> [Bloco de texto]:
# # # # # # #

20 Estas palavras proferiu Jesus ensinando no templo, junto aos cofres de esmola. Mas ninguém o prendeu, porque ainda não era chegada a sua hora.

21 Jesus disse-lhes: Eu me vou, e procurar-me-eis e morrereis no vosso pecado. Para onde eu vou, vós não podeis ir.

22 Perguntavam os judeus: Será que ele se vai matar, pois diz: Para onde eu vou, vós não podeis ir?

23 Ele lhes disse: Vós sois cá de baixo, eu sou lá de cima. Vós sois deste mundo, eu não sou deste mundo.

24 Por isso vos disse: morrereis no vosso pecado; porque, se não crerdes o que eu sou, morrereis no vosso pecado.

25 Quem és tu?, perguntaram-lhe eles então. Jesus respondeu: Exatamente o que eu vos declaro.

26 Tenho muitas coisas a dizer e a julgar a vosso respeito, mas o que me enviou é verdadeiro e o que dele ouvi eu o digo ao mundo.

27 Eles, porém, não compreenderam que ele lhes falava do Pai.

28 Jesus então lhes disse: Quando tiverdes levantado o Filho do Homem, então conhecereis quem sou e que nada faço de mim mesmo, mas falo do modo como o Pai me ensinou.

29 Aquele que me enviou está comigo; ele não me deixou sozinho, porque faço sempre o que é do seu agrado.

30 Tendo proferido essas palavras, muitos creram nele.

31 E Jesus dizia aos judeus que nele creram: Se permanecerdes na minha palavra, sereis meus verdadeiros discípulos;

32 conhecereis a verdade e a verdade vos livrará.

33 Replicaram-lhe: Somos descendentes de Abraão e jamais fomos escravos de alguém. Como dizes tu: Sereis livres?

34 Respondeu Jesus: Em verdade, em verdade vos digo: todo homem que se entrega ao pecado é seu escravo.

35 Ora, o escravo não fica na casa para sempre, mas o filho sim, fica para sempre.

36 Se, portanto, o Filho vos libertar, sereis verdadeiramente livres.

37 Bem sei que sois a raça de Abraão; mas quereis matar-me, porque a minha palavra não penetra em vós.

38 Eu falo o que vi junto de meu Pai; e vós fazeis o que aprendestes de vosso pai.

39 Nosso pai, replicaram eles, é Abraão. Disse-lhes Jesus: Se fôsseis filhos de Abraão, faríeis as obras de Abraão.

40 Mas, agora, procurais tirar-me a vida, a mim que vos falei a verdade que ouvi de Deus! Isso Abraão não o fez.

41 Vós fazeis as obras de vosso pai. Retrucaram-lhe eles: Nós não somos filhos da fornicação; temos um só pai: Deus.

# # # # # # #

> [Tarefa 1]:
Segundo o trecho sobre Jesus e os judeus, em que lugar Jesus ensinava quando proferiu as primeiras palavras mencionadas?
> [Tarefa 2]:
Indique, por favor, se cada afirmação concorda com o trecho sobre Jesus e os judeus, respondendo sim ou não e citando as palavras decisivas: (a) Os judeus afirmaram que nunca tinham sido escravos de ninguém. (b) Jesus foi preso enquanto ensinava no templo. (c) Depois de Jesus proferir aquelas palavras, muitos creram nele.
> [Tarefa 3]:
Continue o trecho sobre Jesus e os judeus a partir do ponto em que ele termina.

Registros de dados armazenados
# # # # # # #

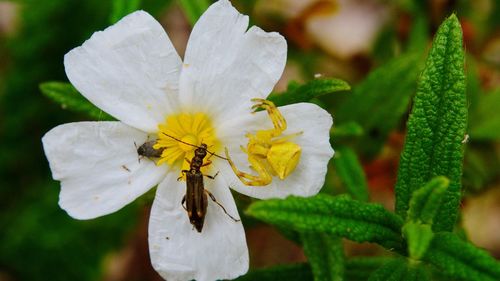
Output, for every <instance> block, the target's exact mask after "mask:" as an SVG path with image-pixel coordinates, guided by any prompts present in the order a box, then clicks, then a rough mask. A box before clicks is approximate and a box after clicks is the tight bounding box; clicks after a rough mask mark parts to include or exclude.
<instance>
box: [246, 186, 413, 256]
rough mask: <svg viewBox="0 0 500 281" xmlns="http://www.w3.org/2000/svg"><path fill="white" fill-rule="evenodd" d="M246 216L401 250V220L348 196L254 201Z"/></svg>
mask: <svg viewBox="0 0 500 281" xmlns="http://www.w3.org/2000/svg"><path fill="white" fill-rule="evenodd" d="M246 213H247V214H248V215H250V216H253V217H255V218H258V219H260V220H263V221H265V222H268V223H271V224H276V225H281V226H284V227H290V228H293V229H296V230H299V231H302V232H308V231H309V232H325V233H329V234H333V235H337V236H341V237H345V238H348V239H350V240H353V241H357V242H373V243H378V244H380V245H382V246H384V247H386V248H389V249H392V248H394V249H397V250H401V247H402V246H401V242H402V238H401V227H402V225H403V223H402V220H401V219H400V218H399V217H398V216H396V215H394V214H393V213H391V212H389V211H387V210H386V209H384V207H382V205H380V204H368V203H362V202H359V201H356V200H352V199H350V198H349V197H348V196H345V195H341V196H336V197H332V196H328V195H321V194H320V195H317V196H315V197H309V198H302V197H288V198H287V199H284V200H283V199H271V200H266V201H259V202H255V203H253V204H251V205H250V207H249V208H248V209H247V211H246Z"/></svg>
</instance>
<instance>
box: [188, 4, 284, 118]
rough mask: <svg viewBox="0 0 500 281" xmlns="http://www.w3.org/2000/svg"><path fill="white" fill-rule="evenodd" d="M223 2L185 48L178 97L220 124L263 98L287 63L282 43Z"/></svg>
mask: <svg viewBox="0 0 500 281" xmlns="http://www.w3.org/2000/svg"><path fill="white" fill-rule="evenodd" d="M247 27H248V17H247V16H245V15H242V14H240V13H238V11H237V10H236V9H235V8H234V7H232V6H231V3H230V2H229V1H227V0H221V1H218V2H217V3H215V4H213V5H212V6H210V8H208V10H207V11H206V12H205V13H204V14H203V15H202V16H201V18H200V20H199V21H198V22H197V23H196V25H195V27H194V28H193V31H192V32H191V36H190V38H189V42H188V45H187V49H186V55H185V58H184V65H183V68H182V73H181V82H180V93H181V95H180V98H181V102H182V104H183V105H184V106H186V107H192V105H193V104H196V105H197V106H199V107H198V108H194V109H193V110H194V111H201V112H211V113H212V114H213V115H214V116H213V117H214V118H215V119H216V120H215V121H216V122H224V121H227V120H228V119H231V118H234V116H235V115H238V114H241V113H242V111H246V112H249V111H250V107H251V101H250V99H251V98H256V97H261V98H264V97H266V96H267V95H268V94H269V93H270V92H271V90H272V89H273V87H274V85H275V84H276V82H277V81H278V79H279V78H280V76H281V74H282V72H283V69H284V67H285V63H286V53H287V45H286V41H285V39H284V38H283V36H281V35H280V34H278V33H276V32H271V33H267V32H265V31H263V30H262V29H260V28H258V27H255V26H253V27H251V28H250V29H249V30H248V31H247V32H246V30H247Z"/></svg>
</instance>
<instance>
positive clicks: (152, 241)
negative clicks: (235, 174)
mask: <svg viewBox="0 0 500 281" xmlns="http://www.w3.org/2000/svg"><path fill="white" fill-rule="evenodd" d="M177 176H178V175H177V174H175V173H169V174H168V175H167V178H166V179H165V180H164V181H163V182H162V183H161V184H160V185H159V186H158V190H157V193H156V198H155V201H154V203H153V208H152V210H151V216H150V219H149V251H150V255H151V263H152V264H153V267H154V268H155V270H156V271H158V272H159V273H160V275H161V276H162V277H163V278H165V279H166V280H171V281H174V280H182V281H184V280H192V279H196V280H198V281H203V280H218V279H234V278H236V277H237V276H239V275H242V274H244V273H245V272H247V270H248V248H247V246H246V240H245V232H244V230H243V225H242V224H241V222H235V221H233V220H232V219H231V218H230V217H228V216H227V215H226V214H225V213H224V211H223V210H222V208H221V207H219V206H218V205H217V204H215V203H214V202H213V201H212V200H210V198H208V201H209V202H208V209H207V214H206V217H205V223H204V226H203V230H202V232H201V233H198V232H197V231H196V229H194V228H193V226H192V225H191V224H190V222H189V219H188V216H187V213H186V211H185V210H184V209H183V207H182V206H181V201H182V197H183V196H184V194H185V193H186V183H185V182H178V181H177V180H176V178H177ZM205 186H206V187H207V186H208V187H209V188H210V191H211V192H212V193H213V195H214V196H215V198H216V199H217V201H218V202H219V203H221V204H222V205H223V206H224V208H225V209H226V210H227V212H228V213H229V214H231V215H232V216H233V217H236V218H239V216H238V211H237V209H236V205H235V203H234V199H233V197H232V195H231V192H230V190H229V188H228V186H227V184H226V183H225V182H224V180H223V179H222V178H221V177H220V176H219V177H217V178H216V179H215V180H213V181H212V180H210V179H207V180H205Z"/></svg>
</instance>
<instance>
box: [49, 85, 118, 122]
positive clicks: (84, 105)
mask: <svg viewBox="0 0 500 281" xmlns="http://www.w3.org/2000/svg"><path fill="white" fill-rule="evenodd" d="M40 90H41V91H42V93H43V94H44V95H45V96H47V97H49V98H50V99H52V100H53V101H55V102H57V103H59V104H61V106H62V108H63V109H69V110H71V111H75V112H79V113H85V114H87V115H88V116H90V117H92V118H93V119H96V120H114V119H113V117H111V116H109V115H108V114H107V113H105V112H103V111H102V110H100V109H99V108H97V107H95V105H93V104H92V103H90V102H89V101H88V100H86V99H85V98H84V97H83V96H82V95H81V94H80V93H79V92H78V91H77V90H76V89H75V87H73V85H71V84H70V83H64V82H44V83H42V84H40Z"/></svg>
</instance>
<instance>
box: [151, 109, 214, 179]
mask: <svg viewBox="0 0 500 281" xmlns="http://www.w3.org/2000/svg"><path fill="white" fill-rule="evenodd" d="M158 129H159V130H158V139H157V142H156V144H155V145H154V146H153V148H155V149H163V152H162V154H161V157H160V159H159V160H158V162H157V165H161V164H163V163H168V164H169V165H176V164H179V165H181V171H182V170H189V162H188V160H189V161H191V160H192V158H193V156H194V150H195V149H196V148H197V147H198V146H200V145H201V144H202V143H204V144H206V145H207V146H208V150H210V151H211V152H215V151H217V148H218V147H219V145H220V143H219V141H218V139H217V138H216V136H215V130H214V128H213V127H212V122H211V121H210V118H209V117H208V116H207V115H206V114H203V113H194V114H187V113H181V114H175V115H170V116H168V117H167V119H166V120H165V123H163V124H160V125H159V126H158ZM205 160H206V159H205ZM207 168H208V167H207V166H205V167H203V168H202V171H203V170H206V169H207Z"/></svg>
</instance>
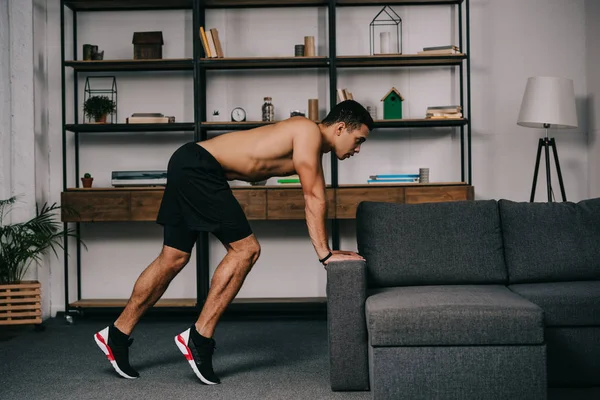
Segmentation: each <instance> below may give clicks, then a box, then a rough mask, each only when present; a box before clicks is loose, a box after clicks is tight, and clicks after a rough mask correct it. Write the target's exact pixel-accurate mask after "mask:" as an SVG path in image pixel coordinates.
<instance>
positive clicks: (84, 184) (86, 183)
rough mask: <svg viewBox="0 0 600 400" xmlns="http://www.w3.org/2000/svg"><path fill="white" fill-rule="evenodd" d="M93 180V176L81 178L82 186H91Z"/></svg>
mask: <svg viewBox="0 0 600 400" xmlns="http://www.w3.org/2000/svg"><path fill="white" fill-rule="evenodd" d="M93 181H94V178H81V183H82V184H83V187H92V182H93Z"/></svg>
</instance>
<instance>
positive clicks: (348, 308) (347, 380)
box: [325, 261, 369, 391]
mask: <svg viewBox="0 0 600 400" xmlns="http://www.w3.org/2000/svg"><path fill="white" fill-rule="evenodd" d="M325 269H326V271H327V330H328V339H329V363H330V383H331V389H332V390H334V391H336V390H340V391H343V390H369V361H368V347H367V346H368V335H367V324H366V317H365V301H366V296H367V295H366V289H367V272H366V265H365V262H364V261H336V262H330V263H328V264H327V266H326V267H325Z"/></svg>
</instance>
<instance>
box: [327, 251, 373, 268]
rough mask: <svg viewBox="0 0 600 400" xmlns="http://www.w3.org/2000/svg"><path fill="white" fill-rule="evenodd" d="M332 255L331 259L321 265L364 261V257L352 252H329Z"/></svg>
mask: <svg viewBox="0 0 600 400" xmlns="http://www.w3.org/2000/svg"><path fill="white" fill-rule="evenodd" d="M331 253H332V254H333V255H332V256H331V257H329V258H328V259H327V261H325V262H324V263H323V264H324V265H327V264H329V263H330V262H331V261H348V260H358V261H365V259H364V257H363V256H361V255H360V254H357V253H355V252H353V251H344V250H331Z"/></svg>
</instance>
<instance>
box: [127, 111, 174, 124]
mask: <svg viewBox="0 0 600 400" xmlns="http://www.w3.org/2000/svg"><path fill="white" fill-rule="evenodd" d="M174 122H175V117H169V116H165V115H163V114H161V113H134V114H131V117H128V118H126V119H125V123H127V124H169V123H174Z"/></svg>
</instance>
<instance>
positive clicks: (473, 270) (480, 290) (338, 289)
mask: <svg viewBox="0 0 600 400" xmlns="http://www.w3.org/2000/svg"><path fill="white" fill-rule="evenodd" d="M356 224H357V242H358V250H359V252H360V253H361V254H362V255H363V256H364V257H365V259H366V263H364V262H358V261H355V262H332V263H330V264H329V265H328V266H327V268H326V269H327V280H328V281H327V296H328V327H329V339H330V341H329V346H330V357H331V358H330V360H331V387H332V389H333V390H367V389H370V390H371V392H372V393H373V398H374V399H377V400H381V399H390V400H397V399H399V398H402V399H428V400H429V399H440V398H444V399H446V398H447V399H461V400H462V399H511V400H512V399H545V398H546V387H547V385H548V384H549V385H551V386H572V385H600V199H591V200H586V201H582V202H579V203H552V204H547V203H516V202H512V201H507V200H500V201H499V202H496V201H493V200H477V201H465V202H450V203H433V204H396V203H384V202H381V203H375V202H363V203H361V204H360V205H359V207H358V210H357V219H356Z"/></svg>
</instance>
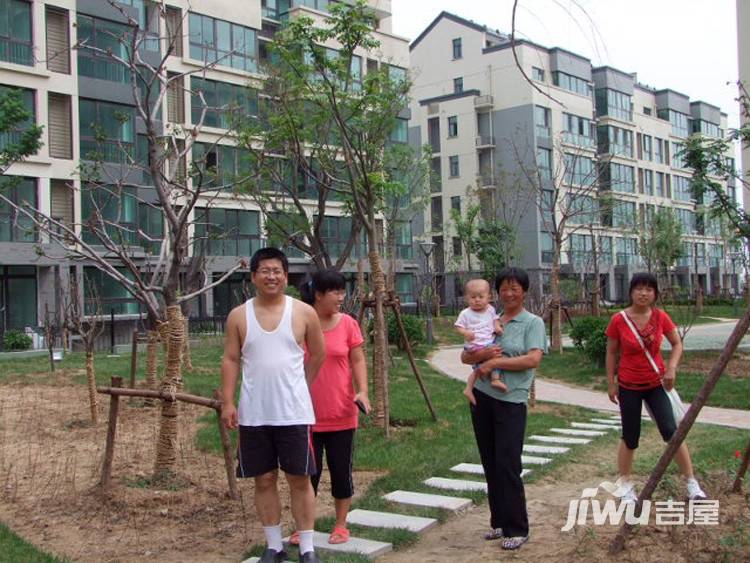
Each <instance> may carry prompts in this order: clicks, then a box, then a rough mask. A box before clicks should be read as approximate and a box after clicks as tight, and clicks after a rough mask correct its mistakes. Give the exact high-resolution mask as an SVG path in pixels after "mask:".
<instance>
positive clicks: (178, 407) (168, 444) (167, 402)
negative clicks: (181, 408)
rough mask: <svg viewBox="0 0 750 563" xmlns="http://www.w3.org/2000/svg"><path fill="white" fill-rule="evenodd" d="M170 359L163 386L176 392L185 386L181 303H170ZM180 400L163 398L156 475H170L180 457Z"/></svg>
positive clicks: (168, 393) (169, 331) (164, 378)
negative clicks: (179, 451)
mask: <svg viewBox="0 0 750 563" xmlns="http://www.w3.org/2000/svg"><path fill="white" fill-rule="evenodd" d="M167 326H168V335H169V338H168V340H167V361H166V373H165V376H164V379H163V380H162V383H161V390H162V391H163V392H166V393H168V394H171V395H174V394H175V393H178V392H179V391H180V390H181V389H182V365H181V363H182V362H181V359H180V355H181V352H182V341H183V332H184V328H185V325H184V323H183V322H182V311H181V310H180V306H179V305H170V306H169V307H167ZM178 413H179V404H178V403H177V401H175V400H162V404H161V419H160V423H159V439H158V442H157V444H156V465H155V467H154V477H155V478H160V477H168V476H169V475H170V474H171V473H172V471H173V468H174V465H175V462H176V461H177V431H178V424H177V416H178Z"/></svg>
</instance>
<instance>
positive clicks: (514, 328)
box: [474, 309, 547, 403]
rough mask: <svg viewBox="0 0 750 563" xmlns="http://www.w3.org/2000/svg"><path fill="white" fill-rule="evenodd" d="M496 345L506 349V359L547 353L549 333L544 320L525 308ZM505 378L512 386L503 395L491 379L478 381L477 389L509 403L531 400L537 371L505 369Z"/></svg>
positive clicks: (500, 391)
mask: <svg viewBox="0 0 750 563" xmlns="http://www.w3.org/2000/svg"><path fill="white" fill-rule="evenodd" d="M495 343H496V344H499V345H500V346H501V347H502V348H503V356H508V357H511V358H513V357H515V356H523V355H524V354H526V353H527V352H529V350H533V349H535V348H538V349H539V350H542V352H544V353H546V352H547V333H546V331H545V330H544V321H543V320H542V319H541V318H540V317H537V316H536V315H532V314H531V313H529V312H528V311H526V310H525V309H524V311H523V312H521V313H519V314H518V315H516V316H515V317H514V318H513V319H511V321H510V322H509V323H508V324H507V325H506V326H505V330H504V331H503V335H502V336H500V337H497V338H496V339H495ZM502 377H503V381H504V382H505V384H506V385H507V386H508V391H507V393H503V392H501V391H499V390H497V389H495V388H494V387H492V385H490V380H489V378H487V379H477V382H476V385H475V386H474V387H475V388H476V389H477V390H479V391H481V392H482V393H484V394H485V395H489V396H490V397H492V398H494V399H498V400H500V401H507V402H509V403H525V402H527V401H528V400H529V389H530V388H531V382H532V381H533V380H534V370H533V369H527V370H524V371H508V370H502Z"/></svg>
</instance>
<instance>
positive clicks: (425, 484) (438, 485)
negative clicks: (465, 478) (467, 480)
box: [424, 477, 487, 493]
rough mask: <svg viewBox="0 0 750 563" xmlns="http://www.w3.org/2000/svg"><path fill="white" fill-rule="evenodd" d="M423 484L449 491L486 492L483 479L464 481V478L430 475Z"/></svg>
mask: <svg viewBox="0 0 750 563" xmlns="http://www.w3.org/2000/svg"><path fill="white" fill-rule="evenodd" d="M424 484H425V485H429V486H430V487H436V488H438V489H448V490H451V491H482V492H483V493H486V492H487V483H485V482H483V481H466V480H464V479H446V478H444V477H430V478H429V479H427V480H425V481H424Z"/></svg>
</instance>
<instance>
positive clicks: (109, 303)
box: [83, 266, 140, 315]
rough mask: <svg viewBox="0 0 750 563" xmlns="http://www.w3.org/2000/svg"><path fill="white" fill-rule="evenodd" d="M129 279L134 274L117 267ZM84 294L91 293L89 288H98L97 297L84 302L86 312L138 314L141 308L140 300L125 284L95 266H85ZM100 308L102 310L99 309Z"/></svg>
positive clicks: (83, 280) (83, 309)
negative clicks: (108, 274)
mask: <svg viewBox="0 0 750 563" xmlns="http://www.w3.org/2000/svg"><path fill="white" fill-rule="evenodd" d="M117 269H118V270H119V272H120V273H121V274H122V275H123V276H125V277H126V278H128V279H131V280H132V279H133V274H132V273H130V272H128V271H127V270H125V269H124V268H117ZM83 283H84V288H85V289H84V295H91V290H90V289H89V288H96V296H97V299H96V300H94V299H90V298H87V299H86V300H85V303H84V307H83V310H84V314H86V315H95V314H97V313H99V314H101V313H106V314H109V313H114V314H115V315H137V314H138V313H139V312H140V310H139V306H138V301H136V299H135V297H133V295H132V294H131V293H130V292H129V291H128V290H127V289H126V288H125V286H124V285H123V284H121V283H120V282H119V281H117V280H115V279H114V278H112V277H111V276H109V275H107V274H105V273H104V272H102V271H101V270H99V269H98V268H95V267H94V266H85V267H84V268H83ZM99 309H100V310H99Z"/></svg>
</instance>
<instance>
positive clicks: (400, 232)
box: [394, 221, 414, 260]
mask: <svg viewBox="0 0 750 563" xmlns="http://www.w3.org/2000/svg"><path fill="white" fill-rule="evenodd" d="M394 230H395V233H394V234H395V236H396V258H400V259H401V260H413V259H414V246H413V245H412V234H411V221H396V225H395V227H394Z"/></svg>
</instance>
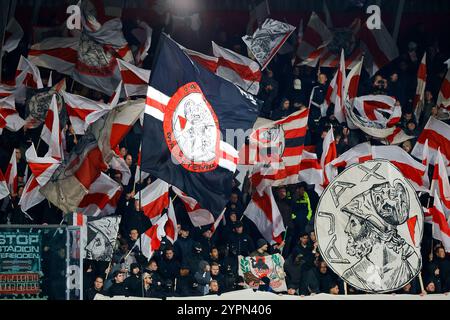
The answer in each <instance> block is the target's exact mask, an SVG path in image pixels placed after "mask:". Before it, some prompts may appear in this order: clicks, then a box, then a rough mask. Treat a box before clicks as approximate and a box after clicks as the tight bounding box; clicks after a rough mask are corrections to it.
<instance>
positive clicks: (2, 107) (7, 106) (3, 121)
mask: <svg viewBox="0 0 450 320" xmlns="http://www.w3.org/2000/svg"><path fill="white" fill-rule="evenodd" d="M24 124H25V120H23V119H22V118H21V117H20V116H19V113H18V112H17V110H16V105H15V101H14V96H13V95H10V96H7V97H4V98H1V97H0V134H1V133H2V131H3V129H4V128H6V129H8V130H11V131H13V132H17V131H18V130H20V129H21V128H22V127H23V125H24Z"/></svg>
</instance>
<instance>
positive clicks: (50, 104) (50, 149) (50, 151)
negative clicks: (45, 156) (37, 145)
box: [41, 95, 64, 160]
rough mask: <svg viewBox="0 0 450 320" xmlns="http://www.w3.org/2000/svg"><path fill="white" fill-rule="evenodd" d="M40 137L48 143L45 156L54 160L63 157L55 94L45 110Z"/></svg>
mask: <svg viewBox="0 0 450 320" xmlns="http://www.w3.org/2000/svg"><path fill="white" fill-rule="evenodd" d="M41 139H42V140H43V141H44V142H45V143H46V144H47V145H48V152H47V156H49V157H53V158H55V159H56V160H61V159H62V158H63V155H64V154H63V148H62V141H61V128H60V125H59V112H58V105H57V103H56V97H55V95H53V97H52V102H51V103H50V107H49V108H48V110H47V116H46V117H45V121H44V126H43V127H42V131H41Z"/></svg>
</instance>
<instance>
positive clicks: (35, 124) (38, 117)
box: [16, 79, 66, 129]
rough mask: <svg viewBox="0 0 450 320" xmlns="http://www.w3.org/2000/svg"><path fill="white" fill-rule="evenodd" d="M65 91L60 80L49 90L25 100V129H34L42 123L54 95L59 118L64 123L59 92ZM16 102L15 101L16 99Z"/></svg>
mask: <svg viewBox="0 0 450 320" xmlns="http://www.w3.org/2000/svg"><path fill="white" fill-rule="evenodd" d="M63 90H66V80H65V79H62V80H61V81H60V82H58V83H57V84H55V85H54V86H53V87H51V88H44V89H42V90H38V91H37V92H36V94H33V95H32V96H31V98H29V99H27V100H26V111H27V114H28V116H27V118H26V119H25V127H26V128H27V129H36V128H37V127H39V126H40V125H41V124H43V123H44V121H45V117H46V116H47V110H48V108H49V107H50V104H51V102H52V99H53V95H55V94H56V102H57V104H58V112H59V117H60V119H61V122H62V123H65V119H64V115H65V113H64V112H61V111H62V109H63V107H64V105H63V99H62V95H61V92H62V91H63ZM16 101H17V99H16Z"/></svg>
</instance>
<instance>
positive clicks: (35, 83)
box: [16, 56, 44, 89]
mask: <svg viewBox="0 0 450 320" xmlns="http://www.w3.org/2000/svg"><path fill="white" fill-rule="evenodd" d="M19 86H26V87H30V88H33V89H42V88H44V85H43V84H42V79H41V73H40V72H39V69H38V68H37V67H36V66H35V65H34V63H32V62H30V61H29V60H28V59H27V58H25V57H24V56H20V60H19V64H18V65H17V70H16V87H19Z"/></svg>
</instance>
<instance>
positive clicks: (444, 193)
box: [430, 149, 450, 216]
mask: <svg viewBox="0 0 450 320" xmlns="http://www.w3.org/2000/svg"><path fill="white" fill-rule="evenodd" d="M430 193H431V194H435V193H436V194H437V195H438V196H439V198H440V199H441V201H442V204H443V209H444V213H445V215H446V216H449V215H450V183H449V181H448V176H447V171H446V168H445V164H444V158H443V157H442V154H441V151H440V149H438V151H437V154H436V157H435V161H434V170H433V180H432V182H431V188H430Z"/></svg>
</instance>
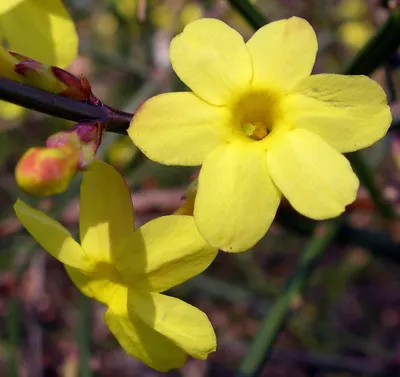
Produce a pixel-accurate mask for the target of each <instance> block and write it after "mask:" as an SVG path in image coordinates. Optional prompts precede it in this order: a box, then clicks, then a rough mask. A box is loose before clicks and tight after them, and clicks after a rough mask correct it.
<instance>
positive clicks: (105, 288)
mask: <svg viewBox="0 0 400 377" xmlns="http://www.w3.org/2000/svg"><path fill="white" fill-rule="evenodd" d="M65 269H66V271H67V273H68V275H69V277H70V278H71V280H72V281H73V283H74V284H75V285H76V287H77V288H78V289H79V290H80V291H81V292H82V293H83V294H84V295H86V296H88V297H91V298H94V299H96V300H97V301H100V302H102V303H103V304H106V305H108V303H109V302H110V301H111V300H113V299H114V297H115V296H116V294H117V293H118V292H119V291H120V290H121V289H122V288H124V284H123V282H122V280H121V278H120V276H119V275H118V272H117V271H116V270H115V268H114V267H113V266H112V265H108V264H105V263H102V264H98V265H96V266H95V268H94V270H93V271H91V272H90V273H85V272H82V271H81V270H78V269H76V268H73V267H68V266H65Z"/></svg>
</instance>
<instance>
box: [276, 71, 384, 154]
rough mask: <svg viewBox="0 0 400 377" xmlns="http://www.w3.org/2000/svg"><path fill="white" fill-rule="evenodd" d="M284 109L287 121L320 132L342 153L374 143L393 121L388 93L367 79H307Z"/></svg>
mask: <svg viewBox="0 0 400 377" xmlns="http://www.w3.org/2000/svg"><path fill="white" fill-rule="evenodd" d="M282 106H283V112H284V113H285V121H286V122H288V123H290V124H291V125H292V126H294V127H300V128H305V129H307V130H309V131H312V132H314V133H316V134H317V135H319V136H320V137H321V138H322V139H324V140H325V141H326V142H327V143H328V144H330V145H331V146H332V147H334V148H335V149H337V150H339V151H340V152H351V151H355V150H357V149H361V148H365V147H367V146H369V145H371V144H373V143H374V142H376V141H377V140H379V139H380V138H382V137H383V136H384V135H385V134H386V132H387V130H388V128H389V126H390V123H391V120H392V116H391V113H390V108H389V106H388V105H387V99H386V94H385V92H384V91H383V89H382V88H381V87H380V86H379V84H378V83H376V82H375V81H373V80H371V79H370V78H368V77H366V76H343V75H333V74H329V75H328V74H326V75H313V76H310V77H307V78H306V79H304V80H303V81H301V82H300V83H299V84H298V85H296V87H295V88H294V89H293V94H291V95H289V96H287V97H286V99H285V100H284V102H283V105H282Z"/></svg>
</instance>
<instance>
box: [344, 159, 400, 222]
mask: <svg viewBox="0 0 400 377" xmlns="http://www.w3.org/2000/svg"><path fill="white" fill-rule="evenodd" d="M347 158H348V159H349V161H350V162H351V165H352V166H353V169H354V171H355V173H356V174H357V176H358V178H359V179H360V181H361V183H362V184H363V185H364V186H365V187H366V188H367V190H368V192H369V195H370V196H371V200H372V201H373V202H374V204H375V206H376V208H377V210H378V211H379V213H380V214H381V215H382V217H384V218H385V219H394V218H396V217H397V215H396V211H395V209H394V207H393V206H391V205H390V204H389V203H388V202H387V201H386V200H385V199H384V197H383V195H382V193H381V191H380V190H379V188H378V186H377V185H376V182H375V179H374V176H373V174H372V172H371V169H370V168H369V166H368V164H367V163H366V161H365V160H364V158H363V157H362V155H361V154H360V153H359V152H353V153H349V154H347Z"/></svg>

# # # # # # #

> [Resposta 1]:
No templo, junto aos cofres de esmola.

> [Resposta 2]:
(a) Sim: "jamais fomos escravos de alguém".
(b) Não: "Mas ninguém o prendeu, porque ainda não era chegada a sua hora."
(c) Sim: "Tendo proferido essas palavras, muitos creram nele."

> [Resposta 3]:
42 Jesus replicou: Se Deus fosse vosso pai, vós me amaríeis, porque eu saí de Deus. É dele que eu provenho, porque não vim de mim mesmo, mas foi ele quem me enviou.

43 Por que não compreendeis a minha linguagem? É porque não podeis ouvir a minha palavra.

44 Vós tendes como pai o demônio e quereis fazer os desejos de vosso pai. Ele era homicida desde o princípio e não permaneceu na verdade, porque a verdade não está nele. Quando diz a mentira, fala do que lhe é próprio, porque é mentiroso e pai da mentira.

45 Mas eu, porque vos digo a verdade, não me credes.

46 Quem de vós me acusará de pecado? Se vos falo a verdade, por que me não credes?

47 Quem é de Deus ouve as palavras de Deus, e se vós não as ouvis é porque não sois de Deus.

48 Responderam então os judeus: Não dizemos com razão que és samaritano, e que estás possesso de um demônio?

49 Respondeu-lhes Jesus: Eu não estou possesso de demônio, mas honro a meu Pai. Vós, porém, me ultrajais!

50 Não busco a minha glória. Há quem a busque e ele fará justiça.

51 Em verdade, em verdade vos digo: se alguém guardar a minha palavra, não verá jamais a morte.

52 Disseram-lhe os judeus: Agora vemos que és possuído de um demônio. Abraão morreu, e também os profetas. E tu dizes que, se alguém guardar a tua palavra, jamais provará a morte...

53 És acaso maior do que nosso pai Abraão? E, entretanto, ele morreu... e os profetas também. Quem pretendes ser?

54 Respondeu Jesus: Se me glorifico a mim mesmo, a minha glória não é nada; meu Pai é quem me glorifica, aquele que vós dizeis ser o vosso Deus

55 e, contudo, não o conheceis. Eu, porém, o conheço e, se dissesse que não o conheço, seria mentiroso como vós. Mas conheço-o e guardo a sua palavra.

56 Abraão, vosso pai, exultou com o pensamento de ver o meu dia. Viu-o e ficou cheio de alegria.

57 Os judeus lhe disseram: Não tens ainda cinqüenta anos e viste Abraão!...

58 Respondeu-lhes Jesus: Em verdade, em verdade vos digo: antes que Abraão fosse, eu sou.

59 A essas palavras, pegaram então em pedras para lhas atirar. Jesus, porém, se ocultou e saiu do templo.